[Exercise description]: In the data that follows, count the lines in which the word "rope" occurs, and report that figure alone.

── Input records

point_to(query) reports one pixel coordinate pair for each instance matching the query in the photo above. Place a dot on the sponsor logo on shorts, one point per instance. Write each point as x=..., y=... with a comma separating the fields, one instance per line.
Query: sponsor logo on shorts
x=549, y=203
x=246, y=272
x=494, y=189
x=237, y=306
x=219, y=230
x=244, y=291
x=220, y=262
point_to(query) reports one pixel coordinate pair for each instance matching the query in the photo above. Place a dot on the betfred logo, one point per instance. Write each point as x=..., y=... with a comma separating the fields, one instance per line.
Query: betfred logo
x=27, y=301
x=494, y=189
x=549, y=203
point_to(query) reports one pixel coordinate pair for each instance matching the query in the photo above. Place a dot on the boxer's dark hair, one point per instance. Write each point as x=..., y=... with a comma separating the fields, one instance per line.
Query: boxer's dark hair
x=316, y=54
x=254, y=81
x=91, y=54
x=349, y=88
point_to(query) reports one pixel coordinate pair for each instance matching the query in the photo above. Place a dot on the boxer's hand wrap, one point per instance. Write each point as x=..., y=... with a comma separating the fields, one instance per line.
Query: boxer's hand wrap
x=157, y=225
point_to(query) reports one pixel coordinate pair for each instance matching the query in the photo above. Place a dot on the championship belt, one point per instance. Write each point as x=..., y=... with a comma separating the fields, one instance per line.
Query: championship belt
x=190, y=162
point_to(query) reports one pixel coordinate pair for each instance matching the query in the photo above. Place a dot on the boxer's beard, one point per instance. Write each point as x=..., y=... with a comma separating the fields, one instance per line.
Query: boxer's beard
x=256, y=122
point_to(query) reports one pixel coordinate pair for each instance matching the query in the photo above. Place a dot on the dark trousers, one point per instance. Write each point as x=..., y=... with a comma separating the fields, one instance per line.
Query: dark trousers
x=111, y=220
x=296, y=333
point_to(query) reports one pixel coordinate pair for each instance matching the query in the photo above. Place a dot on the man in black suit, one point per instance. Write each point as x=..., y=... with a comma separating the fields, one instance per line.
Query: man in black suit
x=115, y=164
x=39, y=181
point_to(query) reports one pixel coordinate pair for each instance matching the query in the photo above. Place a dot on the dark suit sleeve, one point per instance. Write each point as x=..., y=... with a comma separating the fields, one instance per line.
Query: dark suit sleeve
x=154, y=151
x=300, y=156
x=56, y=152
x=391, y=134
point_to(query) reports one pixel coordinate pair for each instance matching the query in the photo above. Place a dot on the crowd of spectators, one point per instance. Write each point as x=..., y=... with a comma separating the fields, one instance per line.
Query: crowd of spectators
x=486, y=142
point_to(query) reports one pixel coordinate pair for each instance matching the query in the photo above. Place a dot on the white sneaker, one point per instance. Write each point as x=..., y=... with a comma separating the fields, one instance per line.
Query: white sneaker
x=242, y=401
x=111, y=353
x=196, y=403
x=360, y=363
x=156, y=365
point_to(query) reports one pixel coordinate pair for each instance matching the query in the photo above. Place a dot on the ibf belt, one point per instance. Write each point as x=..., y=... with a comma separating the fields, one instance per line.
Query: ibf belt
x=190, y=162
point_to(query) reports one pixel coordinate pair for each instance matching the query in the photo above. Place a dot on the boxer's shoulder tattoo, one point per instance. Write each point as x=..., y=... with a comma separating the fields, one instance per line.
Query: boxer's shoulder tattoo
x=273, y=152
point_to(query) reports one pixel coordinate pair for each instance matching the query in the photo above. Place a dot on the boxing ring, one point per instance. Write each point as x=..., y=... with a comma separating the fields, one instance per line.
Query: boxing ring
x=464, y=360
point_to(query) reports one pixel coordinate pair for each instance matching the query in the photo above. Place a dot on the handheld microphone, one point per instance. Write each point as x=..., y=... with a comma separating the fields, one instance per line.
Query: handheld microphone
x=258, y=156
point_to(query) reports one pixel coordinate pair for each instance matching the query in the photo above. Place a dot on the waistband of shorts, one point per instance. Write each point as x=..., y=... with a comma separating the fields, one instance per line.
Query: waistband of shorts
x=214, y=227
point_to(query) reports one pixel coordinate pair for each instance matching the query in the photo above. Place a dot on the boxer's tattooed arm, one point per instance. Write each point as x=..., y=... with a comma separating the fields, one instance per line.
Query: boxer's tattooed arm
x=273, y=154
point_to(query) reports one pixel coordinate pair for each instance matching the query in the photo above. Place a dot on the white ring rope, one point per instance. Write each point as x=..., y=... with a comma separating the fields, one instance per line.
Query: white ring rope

────
── Input records

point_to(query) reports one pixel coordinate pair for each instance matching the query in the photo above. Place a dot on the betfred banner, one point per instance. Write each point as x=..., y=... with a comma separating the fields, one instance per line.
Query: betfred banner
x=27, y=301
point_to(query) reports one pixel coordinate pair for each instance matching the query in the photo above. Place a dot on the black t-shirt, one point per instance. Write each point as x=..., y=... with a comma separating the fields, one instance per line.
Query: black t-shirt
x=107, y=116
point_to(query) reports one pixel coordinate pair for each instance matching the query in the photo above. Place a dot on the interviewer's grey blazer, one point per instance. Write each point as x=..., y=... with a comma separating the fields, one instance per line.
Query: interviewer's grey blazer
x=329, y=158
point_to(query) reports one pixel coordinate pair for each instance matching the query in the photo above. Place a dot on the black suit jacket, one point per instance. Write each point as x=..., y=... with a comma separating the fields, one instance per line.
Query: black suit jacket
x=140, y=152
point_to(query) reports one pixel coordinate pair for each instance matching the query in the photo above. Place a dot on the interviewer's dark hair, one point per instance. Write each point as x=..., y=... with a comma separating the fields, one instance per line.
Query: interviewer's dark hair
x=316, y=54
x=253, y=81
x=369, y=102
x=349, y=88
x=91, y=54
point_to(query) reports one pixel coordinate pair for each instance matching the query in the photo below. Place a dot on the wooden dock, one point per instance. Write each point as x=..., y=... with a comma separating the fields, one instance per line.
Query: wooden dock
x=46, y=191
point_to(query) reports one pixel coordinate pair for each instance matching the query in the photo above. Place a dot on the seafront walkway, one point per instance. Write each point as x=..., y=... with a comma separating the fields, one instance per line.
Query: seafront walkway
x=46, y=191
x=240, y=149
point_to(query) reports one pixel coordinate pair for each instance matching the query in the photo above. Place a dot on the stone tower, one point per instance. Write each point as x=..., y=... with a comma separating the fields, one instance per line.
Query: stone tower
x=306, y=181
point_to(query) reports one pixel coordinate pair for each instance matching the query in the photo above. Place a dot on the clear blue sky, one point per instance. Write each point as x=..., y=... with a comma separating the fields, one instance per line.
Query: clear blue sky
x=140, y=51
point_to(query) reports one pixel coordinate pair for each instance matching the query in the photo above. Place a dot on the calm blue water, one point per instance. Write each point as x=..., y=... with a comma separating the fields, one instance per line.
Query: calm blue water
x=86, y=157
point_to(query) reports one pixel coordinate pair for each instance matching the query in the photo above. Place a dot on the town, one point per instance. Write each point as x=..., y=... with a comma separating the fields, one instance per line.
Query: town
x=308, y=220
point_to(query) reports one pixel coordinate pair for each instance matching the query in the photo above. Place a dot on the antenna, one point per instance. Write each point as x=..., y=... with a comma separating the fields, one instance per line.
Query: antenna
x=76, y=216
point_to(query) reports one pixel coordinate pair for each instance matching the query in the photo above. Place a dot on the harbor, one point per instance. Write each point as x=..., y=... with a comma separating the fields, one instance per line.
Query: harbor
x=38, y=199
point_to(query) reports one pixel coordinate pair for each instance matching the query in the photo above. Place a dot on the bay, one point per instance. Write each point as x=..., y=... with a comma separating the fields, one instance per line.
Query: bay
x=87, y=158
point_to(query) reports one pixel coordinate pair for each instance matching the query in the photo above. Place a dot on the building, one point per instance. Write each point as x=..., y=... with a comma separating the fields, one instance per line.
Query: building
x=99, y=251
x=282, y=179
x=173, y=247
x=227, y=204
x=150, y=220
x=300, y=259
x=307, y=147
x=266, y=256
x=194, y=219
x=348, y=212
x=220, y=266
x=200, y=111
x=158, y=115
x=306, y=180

────

[Task output]: 2